ABSTRACT
Isl-1 has previously been established as the earliest marker of developing chicken spinal motor neurons where it is regulated by inductive signals from the floorplate and notochord. We now report that, in zebrafish, the expression of Isl-1 is initiated in Rohon-Beard cells, primary motor neurons, interneurons and cranial ganglia, hours before the neural tube itself is formed. The expression is initiated simultaneously in the RohonBeard cells and the primary motor neurons, at the axial level of the presumptive first somite. The Isl-1-expressing motor neurons appear on either side of the ventral midline whereas the interneurons and Rohon-Beard cells initiate expression while located at the edge of the germinal shield. Isl-1 expression is initiated in these cells before the formation of a differentiated notochord.

(Record excerpts):
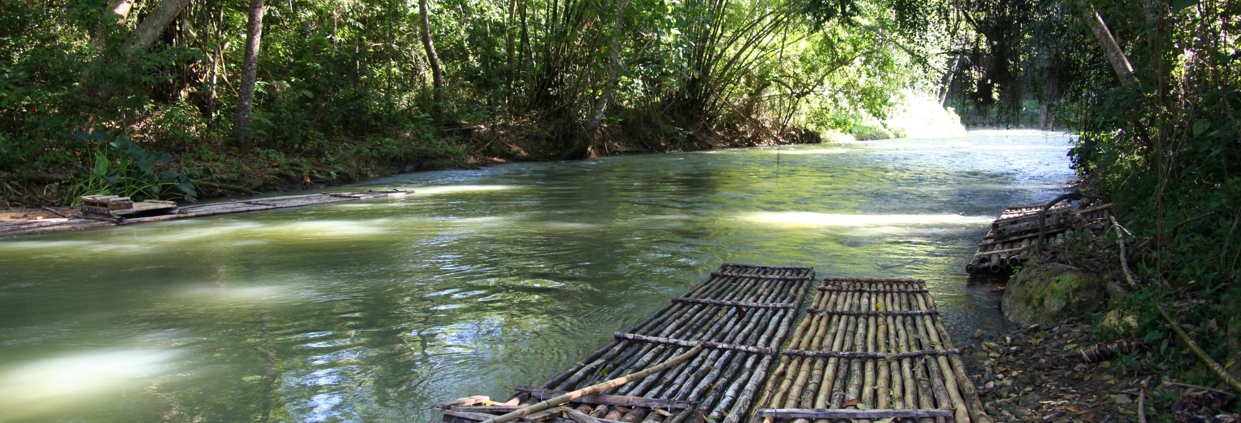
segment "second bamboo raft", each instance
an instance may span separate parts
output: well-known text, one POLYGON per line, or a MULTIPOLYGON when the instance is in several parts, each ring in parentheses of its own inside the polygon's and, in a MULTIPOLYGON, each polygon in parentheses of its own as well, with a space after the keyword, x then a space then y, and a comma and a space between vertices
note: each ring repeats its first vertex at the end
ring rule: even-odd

(Exercise requirements):
1. Check each statement against the zebrafish Isl-1 abstract above. Mark it yes or no, and quote the words of the abstract that decide it.
(a) In zebrafish, Isl-1 expression begins before the neural tube has formed.
(b) The Isl-1-expressing motor neurons appear at the edge of the germinal shield.
(c) Isl-1 expression in these cells starts after a differentiated notochord has formed.
2. Continue the zebrafish Isl-1 abstract from its last sentence, before the entries.

(Expected outputs):
1.
(a) Yes: "hours before the neural tube itself is formed"
(b) No: "The Isl-1-expressing motor neurons appear on either side of the ventral midline"
(c) No: "Isl-1 expression is initiated in these cells before the formation of a differentiated notochord."

2.
Isl-1 is expressed in the various functional classes of primary neurons at 24 hours postfertilization. This selective expression of a homeodomain protein in the primary neurons implies that these neurons share a common program of early development and that they have evolved and been selected for as a coordinated system. One of the functions of the primary neurons is to send long axons which pioneer the major axon tracts in the zebrafish embryo. An evolutionary conserved functional role for Isl-1 in the expression of the pioneering phenotype of the primary neurons is suggested.